■ Task objective ■
Please write out the listing below again in its exact form.

═══ Data listing

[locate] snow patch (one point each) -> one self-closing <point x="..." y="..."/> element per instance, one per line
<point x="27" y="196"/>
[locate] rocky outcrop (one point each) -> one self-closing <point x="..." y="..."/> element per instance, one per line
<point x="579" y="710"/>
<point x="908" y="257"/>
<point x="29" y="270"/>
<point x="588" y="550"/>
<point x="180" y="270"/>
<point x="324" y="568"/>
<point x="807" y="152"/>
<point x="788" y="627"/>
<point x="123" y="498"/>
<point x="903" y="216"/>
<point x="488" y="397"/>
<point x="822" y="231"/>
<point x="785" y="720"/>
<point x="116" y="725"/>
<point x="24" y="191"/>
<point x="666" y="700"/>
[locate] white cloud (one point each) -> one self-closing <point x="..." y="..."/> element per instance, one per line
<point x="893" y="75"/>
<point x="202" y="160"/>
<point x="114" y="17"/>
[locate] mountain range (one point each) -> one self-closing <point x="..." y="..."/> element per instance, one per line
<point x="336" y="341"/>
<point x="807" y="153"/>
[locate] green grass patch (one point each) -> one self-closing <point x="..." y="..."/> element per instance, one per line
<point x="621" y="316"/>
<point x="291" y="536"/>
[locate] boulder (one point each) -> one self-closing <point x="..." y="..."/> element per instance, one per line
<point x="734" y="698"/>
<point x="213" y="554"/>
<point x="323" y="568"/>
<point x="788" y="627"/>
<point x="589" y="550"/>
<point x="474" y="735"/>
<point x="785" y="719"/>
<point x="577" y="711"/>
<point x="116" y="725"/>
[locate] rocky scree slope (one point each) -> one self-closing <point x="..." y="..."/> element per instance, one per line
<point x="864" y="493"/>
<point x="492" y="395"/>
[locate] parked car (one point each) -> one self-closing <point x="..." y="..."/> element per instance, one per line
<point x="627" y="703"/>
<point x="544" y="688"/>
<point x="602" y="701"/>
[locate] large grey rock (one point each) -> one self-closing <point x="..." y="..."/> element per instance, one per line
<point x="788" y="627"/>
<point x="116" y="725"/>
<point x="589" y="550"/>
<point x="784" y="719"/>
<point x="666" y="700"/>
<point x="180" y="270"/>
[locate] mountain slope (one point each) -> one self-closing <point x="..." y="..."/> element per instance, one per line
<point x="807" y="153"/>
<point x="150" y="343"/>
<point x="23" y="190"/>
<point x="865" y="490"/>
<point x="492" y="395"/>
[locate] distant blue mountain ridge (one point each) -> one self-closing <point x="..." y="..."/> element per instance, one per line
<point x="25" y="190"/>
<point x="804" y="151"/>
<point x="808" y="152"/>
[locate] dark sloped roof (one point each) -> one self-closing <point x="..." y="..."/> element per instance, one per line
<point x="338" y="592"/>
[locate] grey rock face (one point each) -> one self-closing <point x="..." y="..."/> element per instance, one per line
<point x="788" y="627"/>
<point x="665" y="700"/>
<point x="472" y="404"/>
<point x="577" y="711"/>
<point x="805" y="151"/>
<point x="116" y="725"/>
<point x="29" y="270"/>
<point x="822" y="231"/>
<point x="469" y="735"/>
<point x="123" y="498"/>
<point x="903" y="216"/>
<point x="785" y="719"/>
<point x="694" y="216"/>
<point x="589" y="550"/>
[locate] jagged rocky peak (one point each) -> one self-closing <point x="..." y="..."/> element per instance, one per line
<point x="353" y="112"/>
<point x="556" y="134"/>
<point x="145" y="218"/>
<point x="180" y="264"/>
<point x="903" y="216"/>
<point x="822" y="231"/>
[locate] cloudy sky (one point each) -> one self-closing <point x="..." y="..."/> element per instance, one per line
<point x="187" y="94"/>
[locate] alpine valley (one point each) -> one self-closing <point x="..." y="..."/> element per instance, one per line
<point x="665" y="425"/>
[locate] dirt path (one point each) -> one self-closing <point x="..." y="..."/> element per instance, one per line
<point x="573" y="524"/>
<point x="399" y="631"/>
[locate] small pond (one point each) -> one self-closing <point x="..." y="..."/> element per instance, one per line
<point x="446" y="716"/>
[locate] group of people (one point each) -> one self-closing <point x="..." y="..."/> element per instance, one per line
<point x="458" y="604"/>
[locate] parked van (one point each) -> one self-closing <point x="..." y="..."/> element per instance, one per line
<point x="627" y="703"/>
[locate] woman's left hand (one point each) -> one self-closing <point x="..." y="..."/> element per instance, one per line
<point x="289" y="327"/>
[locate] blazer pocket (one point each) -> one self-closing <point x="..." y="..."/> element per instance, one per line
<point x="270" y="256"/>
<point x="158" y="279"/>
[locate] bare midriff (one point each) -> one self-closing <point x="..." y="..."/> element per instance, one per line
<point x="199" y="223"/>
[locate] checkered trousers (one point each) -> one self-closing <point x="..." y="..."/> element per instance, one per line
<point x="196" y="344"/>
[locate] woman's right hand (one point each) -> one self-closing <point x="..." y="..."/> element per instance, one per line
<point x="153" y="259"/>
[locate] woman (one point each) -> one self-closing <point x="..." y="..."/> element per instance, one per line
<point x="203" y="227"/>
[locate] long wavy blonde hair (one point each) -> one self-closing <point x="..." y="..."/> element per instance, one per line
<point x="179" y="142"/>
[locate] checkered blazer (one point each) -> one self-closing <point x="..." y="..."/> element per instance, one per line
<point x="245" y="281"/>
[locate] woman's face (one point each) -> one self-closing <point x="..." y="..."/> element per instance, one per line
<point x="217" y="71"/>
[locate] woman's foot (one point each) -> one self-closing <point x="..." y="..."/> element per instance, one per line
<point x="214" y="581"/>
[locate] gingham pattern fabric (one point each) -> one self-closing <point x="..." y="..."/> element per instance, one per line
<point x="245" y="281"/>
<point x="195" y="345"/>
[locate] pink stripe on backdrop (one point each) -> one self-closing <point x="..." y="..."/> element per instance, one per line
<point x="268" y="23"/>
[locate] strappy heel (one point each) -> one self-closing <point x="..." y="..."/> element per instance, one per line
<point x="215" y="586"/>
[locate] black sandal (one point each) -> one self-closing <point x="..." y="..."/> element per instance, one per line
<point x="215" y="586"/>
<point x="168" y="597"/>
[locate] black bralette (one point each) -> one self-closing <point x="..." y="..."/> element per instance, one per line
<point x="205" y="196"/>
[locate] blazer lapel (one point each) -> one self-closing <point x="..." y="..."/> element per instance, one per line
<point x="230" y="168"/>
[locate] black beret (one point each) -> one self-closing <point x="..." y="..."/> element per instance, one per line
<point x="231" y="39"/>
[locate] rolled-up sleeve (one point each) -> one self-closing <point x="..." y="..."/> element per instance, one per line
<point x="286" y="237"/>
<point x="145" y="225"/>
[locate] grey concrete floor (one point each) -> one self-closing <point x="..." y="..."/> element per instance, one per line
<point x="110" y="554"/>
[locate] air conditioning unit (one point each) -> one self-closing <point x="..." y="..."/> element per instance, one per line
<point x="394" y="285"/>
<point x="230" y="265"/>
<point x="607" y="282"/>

══════

■ Output of the exercise ■
[locate] snow patch (one point each) -> one self-closing <point x="..." y="..."/> element per instance, one per line
<point x="27" y="196"/>
[locate] rocky outcrop (one point each) -> one self-closing <point x="..." y="..."/> element per instance, one per line
<point x="579" y="710"/>
<point x="908" y="257"/>
<point x="29" y="270"/>
<point x="588" y="550"/>
<point x="180" y="270"/>
<point x="324" y="568"/>
<point x="807" y="152"/>
<point x="788" y="627"/>
<point x="123" y="498"/>
<point x="903" y="216"/>
<point x="488" y="397"/>
<point x="822" y="231"/>
<point x="785" y="720"/>
<point x="116" y="725"/>
<point x="24" y="191"/>
<point x="666" y="700"/>
[locate] white cloud (one point each) -> one self-closing <point x="..." y="..."/> element per instance, one per line
<point x="893" y="75"/>
<point x="202" y="160"/>
<point x="114" y="17"/>
[locate] mountain range (one point each) -> one self-closing <point x="..." y="..."/> element per instance, one per line
<point x="336" y="341"/>
<point x="807" y="153"/>
[locate] green grass patch (one point each) -> one self-closing <point x="..." y="..."/> element per instance, one per line
<point x="621" y="316"/>
<point x="291" y="536"/>
[locate] boulder (one point each) -> one self-closing <point x="..." y="..."/> element per instance, one per line
<point x="734" y="698"/>
<point x="213" y="554"/>
<point x="323" y="568"/>
<point x="788" y="627"/>
<point x="589" y="550"/>
<point x="474" y="735"/>
<point x="785" y="719"/>
<point x="577" y="711"/>
<point x="116" y="725"/>
[locate] rocky scree slope (one point each) -> one self-closing <point x="..." y="..."/> element per instance, one per line
<point x="864" y="493"/>
<point x="492" y="395"/>
[locate] parked car (one point each) -> one self-closing <point x="..." y="..."/> element per instance, one per line
<point x="627" y="703"/>
<point x="544" y="688"/>
<point x="602" y="701"/>
[locate] large grey rock (one point each) -> one self-closing <point x="..." y="..."/> element per instance, one per line
<point x="788" y="627"/>
<point x="116" y="725"/>
<point x="589" y="550"/>
<point x="784" y="719"/>
<point x="666" y="700"/>
<point x="180" y="270"/>
[locate] mountain slope (one point each) -> one self-closing <point x="..." y="..."/> element per instance, one per line
<point x="807" y="153"/>
<point x="150" y="343"/>
<point x="23" y="190"/>
<point x="865" y="490"/>
<point x="492" y="395"/>
[locate] distant blue mountain ridge (one point each) -> one self-closing <point x="..." y="..."/> element per instance, one per line
<point x="25" y="190"/>
<point x="804" y="151"/>
<point x="808" y="152"/>
[locate] dark sloped roof (one point each) -> one self-closing <point x="..." y="..."/> element per instance, one per line
<point x="338" y="592"/>
[locate] grey rock face (one point each) -> one self-closing <point x="..." y="..."/> element per instance, one per line
<point x="788" y="627"/>
<point x="665" y="700"/>
<point x="472" y="404"/>
<point x="577" y="711"/>
<point x="805" y="151"/>
<point x="116" y="725"/>
<point x="29" y="270"/>
<point x="822" y="231"/>
<point x="469" y="735"/>
<point x="123" y="498"/>
<point x="903" y="216"/>
<point x="785" y="719"/>
<point x="694" y="216"/>
<point x="589" y="550"/>
[locate] jagged rocky peak (one point each) -> one self-closing <point x="..." y="..."/> element per instance, one per line
<point x="353" y="112"/>
<point x="556" y="134"/>
<point x="145" y="218"/>
<point x="180" y="264"/>
<point x="903" y="216"/>
<point x="822" y="231"/>
[locate] cloudy sky (one point each) -> one self-closing <point x="..." y="..."/> element per instance, one per line
<point x="187" y="94"/>
[locate] alpine valley (one point each) -> one self-closing <point x="..." y="..."/> element per instance, one per line
<point x="665" y="425"/>
[locate] dirt path (one point each) -> one self-closing <point x="..." y="..."/> element per instance, one per line
<point x="573" y="524"/>
<point x="399" y="631"/>
[locate] small pond (one point each) -> one self-closing <point x="..." y="..."/> element per instance, one per line
<point x="446" y="716"/>
[locate] group of people (one point each) -> one self-closing <point x="..." y="..."/> element per instance, one per line
<point x="458" y="604"/>
[locate] parked van (one point each) -> one self-closing <point x="..." y="..."/> element per instance, one per line
<point x="627" y="703"/>
[locate] woman's left hand (one point each) -> one self-closing <point x="..." y="..."/> element per instance, one per line
<point x="289" y="327"/>
[locate] blazer pocket (one point each) -> one self-closing <point x="..." y="..."/> element per instance, one per line
<point x="270" y="256"/>
<point x="158" y="279"/>
[locate] bare midriff (one point each) -> one self-closing <point x="..." y="..."/> element per instance, one per line
<point x="199" y="223"/>
[locate] checkered trousers (one point each) -> one self-closing <point x="..." y="..."/> element per instance, one per line
<point x="196" y="344"/>
[locate] woman's right hand (one point each) -> one self-closing <point x="..." y="..."/> element per instance, one per line
<point x="153" y="259"/>
[locate] woman (one point each) -> one self-closing <point x="..." y="..."/> element per instance, one per line
<point x="203" y="227"/>
[locate] long wavy blonde hair (one point each) -> one self-closing <point x="..." y="..."/> element per instance, one per line
<point x="179" y="142"/>
[locate] checkered blazer (one point each) -> one self-closing <point x="..." y="..."/> element per instance, one per line
<point x="245" y="281"/>
[locate] woman's face (one point each) -> one self-closing <point x="..." y="..."/> element per instance, one per line
<point x="217" y="71"/>
[locate] woman's foot (one point each) -> one self-closing <point x="..." y="..."/> element per instance, one per line
<point x="214" y="581"/>
[locate] gingham pattern fabric (one point each) -> one self-closing <point x="..." y="..."/> element per instance, one per line
<point x="245" y="281"/>
<point x="195" y="345"/>
[locate] pink stripe on backdrop (one point each) -> one self-closing <point x="..." y="..."/> element per instance, one per line
<point x="268" y="23"/>
[locate] strappy heel (one point each) -> one self-closing <point x="..." y="..."/> element per instance, one per line
<point x="215" y="586"/>
[locate] black sandal (one point each) -> one self-closing <point x="..." y="..."/> element per instance, one per line
<point x="215" y="586"/>
<point x="168" y="597"/>
[locate] black bralette (one point each) -> one self-closing <point x="..." y="..."/> element per instance, one per line
<point x="205" y="196"/>
[locate] blazer lapel (one point each) -> one self-closing <point x="..." y="..."/> element per instance, one per line
<point x="230" y="168"/>
[locate] black beret (one point each) -> one self-closing <point x="..." y="..."/> element per instance, one per line
<point x="231" y="39"/>
[locate] rolled-up sleeve (one point each) -> one self-closing <point x="..." y="..."/> element per instance, one per line
<point x="286" y="237"/>
<point x="145" y="225"/>
[locate] grey concrete floor (one point each) -> one self-closing <point x="..." y="..."/> element per instance, one per line
<point x="110" y="554"/>
[locate] air conditioning unit (one point each) -> one self-closing <point x="..." y="..."/> element per instance, one per line
<point x="394" y="285"/>
<point x="230" y="265"/>
<point x="607" y="282"/>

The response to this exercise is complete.